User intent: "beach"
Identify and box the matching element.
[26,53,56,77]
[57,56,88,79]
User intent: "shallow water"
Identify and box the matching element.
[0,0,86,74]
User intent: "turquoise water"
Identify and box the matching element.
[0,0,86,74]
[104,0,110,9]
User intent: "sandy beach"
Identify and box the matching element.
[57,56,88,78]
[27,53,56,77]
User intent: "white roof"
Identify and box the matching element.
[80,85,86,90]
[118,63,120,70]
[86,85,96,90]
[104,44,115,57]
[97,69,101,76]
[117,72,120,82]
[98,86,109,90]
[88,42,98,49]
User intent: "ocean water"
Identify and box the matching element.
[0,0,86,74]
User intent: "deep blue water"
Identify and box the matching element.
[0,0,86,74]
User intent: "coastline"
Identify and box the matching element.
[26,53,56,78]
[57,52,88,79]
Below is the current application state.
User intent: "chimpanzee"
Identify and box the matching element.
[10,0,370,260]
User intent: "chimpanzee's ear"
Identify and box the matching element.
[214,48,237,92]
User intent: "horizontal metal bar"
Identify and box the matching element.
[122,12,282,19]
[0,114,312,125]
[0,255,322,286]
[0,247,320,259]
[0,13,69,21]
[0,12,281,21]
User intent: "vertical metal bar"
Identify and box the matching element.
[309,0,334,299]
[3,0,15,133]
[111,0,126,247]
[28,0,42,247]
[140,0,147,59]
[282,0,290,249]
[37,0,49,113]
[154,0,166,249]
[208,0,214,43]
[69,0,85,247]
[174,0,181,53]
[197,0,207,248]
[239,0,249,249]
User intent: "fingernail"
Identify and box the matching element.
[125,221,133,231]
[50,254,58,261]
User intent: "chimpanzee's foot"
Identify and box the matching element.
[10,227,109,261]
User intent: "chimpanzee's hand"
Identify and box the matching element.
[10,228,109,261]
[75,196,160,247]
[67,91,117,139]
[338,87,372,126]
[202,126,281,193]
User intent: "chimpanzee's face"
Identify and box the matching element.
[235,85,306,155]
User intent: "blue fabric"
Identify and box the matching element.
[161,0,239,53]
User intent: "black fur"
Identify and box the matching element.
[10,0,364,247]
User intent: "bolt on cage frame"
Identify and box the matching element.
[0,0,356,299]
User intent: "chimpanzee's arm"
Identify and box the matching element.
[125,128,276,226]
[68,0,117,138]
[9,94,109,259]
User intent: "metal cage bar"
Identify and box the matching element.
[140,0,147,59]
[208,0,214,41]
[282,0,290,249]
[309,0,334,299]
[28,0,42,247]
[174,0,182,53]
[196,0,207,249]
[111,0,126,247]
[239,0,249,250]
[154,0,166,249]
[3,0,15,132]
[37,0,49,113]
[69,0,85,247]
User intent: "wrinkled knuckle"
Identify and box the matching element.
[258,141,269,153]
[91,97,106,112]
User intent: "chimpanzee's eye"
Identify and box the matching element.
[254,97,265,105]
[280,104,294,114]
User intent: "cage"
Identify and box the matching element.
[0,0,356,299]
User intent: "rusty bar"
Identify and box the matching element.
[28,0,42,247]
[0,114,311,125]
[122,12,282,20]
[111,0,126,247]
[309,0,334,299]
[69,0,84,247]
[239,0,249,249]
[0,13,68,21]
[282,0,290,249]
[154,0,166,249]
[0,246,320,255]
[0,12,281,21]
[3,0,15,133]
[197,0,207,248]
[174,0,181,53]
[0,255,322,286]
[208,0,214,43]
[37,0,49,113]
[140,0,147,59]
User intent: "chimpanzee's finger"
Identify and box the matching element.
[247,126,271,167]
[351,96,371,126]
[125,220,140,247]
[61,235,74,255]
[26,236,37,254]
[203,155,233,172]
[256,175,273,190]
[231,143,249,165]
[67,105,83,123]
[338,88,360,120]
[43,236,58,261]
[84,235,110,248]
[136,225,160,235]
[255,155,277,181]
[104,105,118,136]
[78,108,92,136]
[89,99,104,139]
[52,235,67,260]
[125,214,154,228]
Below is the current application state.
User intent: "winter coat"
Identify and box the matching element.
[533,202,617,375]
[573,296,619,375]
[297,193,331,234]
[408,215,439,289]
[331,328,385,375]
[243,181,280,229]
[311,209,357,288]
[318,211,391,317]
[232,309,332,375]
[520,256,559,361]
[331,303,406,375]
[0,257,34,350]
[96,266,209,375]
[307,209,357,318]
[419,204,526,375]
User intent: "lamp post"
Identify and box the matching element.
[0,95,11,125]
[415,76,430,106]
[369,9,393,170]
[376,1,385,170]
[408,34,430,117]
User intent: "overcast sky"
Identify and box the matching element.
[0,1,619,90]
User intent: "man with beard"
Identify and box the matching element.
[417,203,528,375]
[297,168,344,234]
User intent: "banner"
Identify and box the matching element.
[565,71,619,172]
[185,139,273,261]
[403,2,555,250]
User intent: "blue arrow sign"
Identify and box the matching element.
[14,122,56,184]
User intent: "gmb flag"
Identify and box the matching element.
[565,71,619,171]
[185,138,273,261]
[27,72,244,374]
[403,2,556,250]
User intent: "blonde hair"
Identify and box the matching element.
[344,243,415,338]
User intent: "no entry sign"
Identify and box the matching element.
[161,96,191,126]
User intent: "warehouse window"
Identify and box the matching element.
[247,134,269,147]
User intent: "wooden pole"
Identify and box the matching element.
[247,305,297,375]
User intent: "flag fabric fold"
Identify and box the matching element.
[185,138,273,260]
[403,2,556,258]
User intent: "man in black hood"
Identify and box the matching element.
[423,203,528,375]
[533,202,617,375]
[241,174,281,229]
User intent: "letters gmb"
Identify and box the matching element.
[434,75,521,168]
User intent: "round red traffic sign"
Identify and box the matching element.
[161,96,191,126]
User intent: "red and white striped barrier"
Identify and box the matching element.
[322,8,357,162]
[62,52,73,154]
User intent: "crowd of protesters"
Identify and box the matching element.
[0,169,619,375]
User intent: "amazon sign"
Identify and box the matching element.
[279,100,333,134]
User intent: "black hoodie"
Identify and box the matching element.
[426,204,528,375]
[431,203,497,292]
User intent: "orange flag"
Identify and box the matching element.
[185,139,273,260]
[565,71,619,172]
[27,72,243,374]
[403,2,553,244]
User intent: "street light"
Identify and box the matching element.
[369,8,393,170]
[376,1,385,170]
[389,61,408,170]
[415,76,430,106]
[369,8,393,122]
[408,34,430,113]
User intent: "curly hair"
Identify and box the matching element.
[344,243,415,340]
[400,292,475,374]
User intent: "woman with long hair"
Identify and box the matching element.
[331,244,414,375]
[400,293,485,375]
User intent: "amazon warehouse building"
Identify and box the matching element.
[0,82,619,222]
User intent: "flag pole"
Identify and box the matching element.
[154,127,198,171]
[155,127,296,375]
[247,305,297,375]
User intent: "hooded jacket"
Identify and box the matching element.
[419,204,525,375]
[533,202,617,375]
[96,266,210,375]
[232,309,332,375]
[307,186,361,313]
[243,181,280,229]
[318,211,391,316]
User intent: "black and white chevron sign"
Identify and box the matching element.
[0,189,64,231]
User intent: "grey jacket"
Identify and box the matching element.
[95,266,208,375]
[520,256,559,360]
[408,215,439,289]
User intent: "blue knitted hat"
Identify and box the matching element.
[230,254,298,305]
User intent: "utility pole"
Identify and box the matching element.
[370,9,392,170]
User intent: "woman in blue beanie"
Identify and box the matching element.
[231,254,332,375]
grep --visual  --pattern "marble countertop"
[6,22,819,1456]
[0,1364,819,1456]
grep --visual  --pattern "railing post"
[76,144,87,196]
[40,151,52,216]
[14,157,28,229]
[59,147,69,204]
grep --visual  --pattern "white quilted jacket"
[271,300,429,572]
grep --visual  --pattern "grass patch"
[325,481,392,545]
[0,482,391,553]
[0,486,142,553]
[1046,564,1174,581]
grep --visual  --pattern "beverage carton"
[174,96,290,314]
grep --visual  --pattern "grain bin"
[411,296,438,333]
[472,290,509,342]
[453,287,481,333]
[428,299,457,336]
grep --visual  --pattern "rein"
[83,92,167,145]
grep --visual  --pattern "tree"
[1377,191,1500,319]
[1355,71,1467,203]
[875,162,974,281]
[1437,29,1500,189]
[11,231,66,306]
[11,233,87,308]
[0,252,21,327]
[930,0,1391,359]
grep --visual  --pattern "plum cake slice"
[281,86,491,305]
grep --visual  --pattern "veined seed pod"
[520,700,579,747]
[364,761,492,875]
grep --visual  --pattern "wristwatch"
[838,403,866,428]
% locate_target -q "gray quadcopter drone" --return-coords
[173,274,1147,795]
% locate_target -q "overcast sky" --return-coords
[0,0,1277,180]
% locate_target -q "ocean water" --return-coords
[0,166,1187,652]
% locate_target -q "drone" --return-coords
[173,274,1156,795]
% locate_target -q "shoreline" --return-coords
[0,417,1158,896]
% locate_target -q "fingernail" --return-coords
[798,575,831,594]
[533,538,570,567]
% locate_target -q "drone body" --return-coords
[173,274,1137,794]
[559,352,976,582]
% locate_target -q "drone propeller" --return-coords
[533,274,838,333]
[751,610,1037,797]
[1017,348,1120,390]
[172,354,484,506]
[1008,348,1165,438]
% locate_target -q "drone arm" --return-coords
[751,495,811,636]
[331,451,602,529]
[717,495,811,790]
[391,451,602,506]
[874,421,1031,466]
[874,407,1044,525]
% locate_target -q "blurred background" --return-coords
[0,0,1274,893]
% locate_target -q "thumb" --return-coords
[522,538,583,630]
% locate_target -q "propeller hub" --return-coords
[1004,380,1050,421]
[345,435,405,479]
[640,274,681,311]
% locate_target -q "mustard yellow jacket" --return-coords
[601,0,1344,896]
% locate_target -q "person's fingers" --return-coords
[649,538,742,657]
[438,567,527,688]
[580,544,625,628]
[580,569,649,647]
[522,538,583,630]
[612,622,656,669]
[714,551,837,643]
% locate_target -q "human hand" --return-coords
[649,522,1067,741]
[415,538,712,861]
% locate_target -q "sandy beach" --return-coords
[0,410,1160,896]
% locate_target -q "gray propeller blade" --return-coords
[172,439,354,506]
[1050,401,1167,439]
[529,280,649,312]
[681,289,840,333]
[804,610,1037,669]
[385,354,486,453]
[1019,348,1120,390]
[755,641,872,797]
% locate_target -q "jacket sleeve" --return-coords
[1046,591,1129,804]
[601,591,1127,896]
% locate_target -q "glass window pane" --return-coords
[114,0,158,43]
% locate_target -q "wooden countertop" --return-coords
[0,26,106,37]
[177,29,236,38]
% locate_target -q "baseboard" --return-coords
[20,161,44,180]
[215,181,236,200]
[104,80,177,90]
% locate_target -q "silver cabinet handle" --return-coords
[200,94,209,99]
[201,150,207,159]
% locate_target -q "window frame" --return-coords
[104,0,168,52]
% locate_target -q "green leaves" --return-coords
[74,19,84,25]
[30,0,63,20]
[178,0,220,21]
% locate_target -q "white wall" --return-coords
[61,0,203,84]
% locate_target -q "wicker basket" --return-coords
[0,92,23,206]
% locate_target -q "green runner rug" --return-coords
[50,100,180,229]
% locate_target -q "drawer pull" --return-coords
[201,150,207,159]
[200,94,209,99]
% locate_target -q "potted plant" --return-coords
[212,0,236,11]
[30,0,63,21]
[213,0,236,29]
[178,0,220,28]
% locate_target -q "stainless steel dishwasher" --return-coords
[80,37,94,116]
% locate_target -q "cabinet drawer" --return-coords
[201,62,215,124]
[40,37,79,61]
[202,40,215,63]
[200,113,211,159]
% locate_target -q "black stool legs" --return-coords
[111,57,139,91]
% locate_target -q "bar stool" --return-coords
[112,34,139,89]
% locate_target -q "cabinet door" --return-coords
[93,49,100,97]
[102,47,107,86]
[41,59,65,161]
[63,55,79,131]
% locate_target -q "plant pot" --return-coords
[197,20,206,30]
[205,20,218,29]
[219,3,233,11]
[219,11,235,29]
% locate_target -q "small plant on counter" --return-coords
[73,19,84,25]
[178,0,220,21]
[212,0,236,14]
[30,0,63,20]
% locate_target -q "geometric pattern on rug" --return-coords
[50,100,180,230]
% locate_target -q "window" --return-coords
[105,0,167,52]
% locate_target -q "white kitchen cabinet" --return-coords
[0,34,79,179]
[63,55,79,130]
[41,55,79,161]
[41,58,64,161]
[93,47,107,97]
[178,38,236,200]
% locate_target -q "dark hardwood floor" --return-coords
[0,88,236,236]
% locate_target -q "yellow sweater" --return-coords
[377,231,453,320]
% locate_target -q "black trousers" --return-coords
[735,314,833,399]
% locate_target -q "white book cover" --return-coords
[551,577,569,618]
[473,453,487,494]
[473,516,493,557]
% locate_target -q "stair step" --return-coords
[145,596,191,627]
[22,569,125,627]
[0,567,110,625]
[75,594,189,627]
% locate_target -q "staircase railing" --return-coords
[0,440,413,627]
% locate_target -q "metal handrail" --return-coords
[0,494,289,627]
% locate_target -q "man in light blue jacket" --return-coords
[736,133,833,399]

> **TASK TO COMPLETE**:
Display every line in the material above that contains the string "propeller". Case counts.

> **COMPLETE ANSWER**:
% locate_target -q "drone propeller" --return-coords
% locate_target -q "propeller hub" --return-coords
% locate_target -q "gray propeller blade" --return-coords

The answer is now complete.